O PROBLEMA:
Por favor, continue o trecho sobre as férias de inverno na companhia dos livros de Milan Kundera, começando logo depois da última frase apresentada.

TRECHO:
....
CANTO DE PÁGINA: MINHAS FÉRIAS DE INVERNO EM COMPANHIA DO GRANDE MILAN KUNDERA

por Chico Marques


Se em circunstâncias normais o Brasil já é um país difícil de explicar, pode-se dizer que o Brasil dos Anos 1980, recém-reconduzido à Democracia, era uma país extremamente curioso, e eventualmente surpeeendente.

De que outra maneira explicar escritores difíceis e nada populares como Marguerite Yourcenar e Milan Kundera virando best-sellers -- status que nem em seus países de origem eles conseguiam alcançar?


A Insustentável Leveza do Ser virou "o livro do Verão" no Brasil em 1984.

Todo mundo leu e todo mundo gostou -- ou disse que gostou.

O realismo mágico desencantado de Mr. Kundera, de repente, virou assunto em bares, em filas de banco, até em salões de beleza.

Para o autor checo, isso foi excelente por um lado e péssimo por outro: é que no ano seguinte, 1985, poucos dessa extensa legião de leitores recém-convertidos ainda queriam saber dele e de seus ótimos romances e novelas.

Para esses leitores frívolos e novidadeiros, Kundera pertencia a 1984, e lê-lo em 1985 não fazia sentido, pois não era mais "in", agora era "out".

Claro que nada disso impediu editoras brasileiras como a Nova Fronteira e a Companhia das Letras de seguir publicando sua abra por aqui, com boa acolhida de público.

Mas best-seller, isso Mr. Kundera nunca mais foi.


Assim como aconteceu com Philip Roth num determinado momento de sua carreira, Mr. Kundera deixou meio de lado o formato "romance" depois de A Imortalidade (1990), e vem publicando apenas "novellas" -- textos com cerca de 100 páginas, que são longos demais para ser classificados como contos e curtos demais para ser chamados de romances.

Publicou 3 "novellas" com esse perfil entre 1995 e 2000, todas existencialistas até o talo, e que, juntamente com A Imortalidade, formam uma espécie de tetralogia (não assumida) de reflexões de "fin de siècle" sobre a vida nesses "tempos rápidos" em que vivemos.

São elas: A Lentidão, A Identidade e A Ignorância.

Tive o imenso prazer de ler esses livros novamente no início deste mês, em férias, ainda sob o impacto da leitura do novo romance de Salman Rushdie -- que, diga-se de passagem, deve muito a Mr. Kundera na maneira como conjuga as contradições do mundo moderno.
....
DADOS FORNECIDOS:
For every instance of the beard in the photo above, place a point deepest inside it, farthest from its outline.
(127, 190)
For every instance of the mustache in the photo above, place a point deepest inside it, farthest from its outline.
....
RESPOSTA A SEGUIR:
(é sempre bom lembrar que tanto Mr. Rushdie quanto Mr. Kundera há muito desistiram de escrever em suas línguas de origem, e optaram por línguas de acesso mais amplo: o primeiro só escreve em Inglês, e o segundo só em francês)


A Lentidão, a primeira dessas "novellas", sempre narradas em primeira pessoa, é sobre o casal Kundera visitando um Castelo-hotel na França -- justamente o Castelo onde Madame de Tourvel, de As Ligações Perigosas, teve suas aventuras adúlteras e pôs em prática seus anseios libertinos.

Mr. Kundera cria uma comédia de erros com uma carga sexual bem intensa, envolvendo entomologistas, políticos, intelectuais e jornalistas dentro de um contexto que oscila entre o meramente cômico e a farsa existencial.

No caminho, faz especulações metafísicas sobre a velocidade e tudo o que se perdeu com os anseios tecnológicos e a pressa para alcançar o êxtase e a felicidade, estabelecendo comparações entre os prazeres da lentidão e os prazeres da velocidade.

Contrapõe brilhantemente o culto ao orgasmo, que reduz o coito a um obstáculo a ser ultrapassado o mais rápido possível e sobre a eficácia em contraposição à ociosidade criativa e sedutora da lentidão.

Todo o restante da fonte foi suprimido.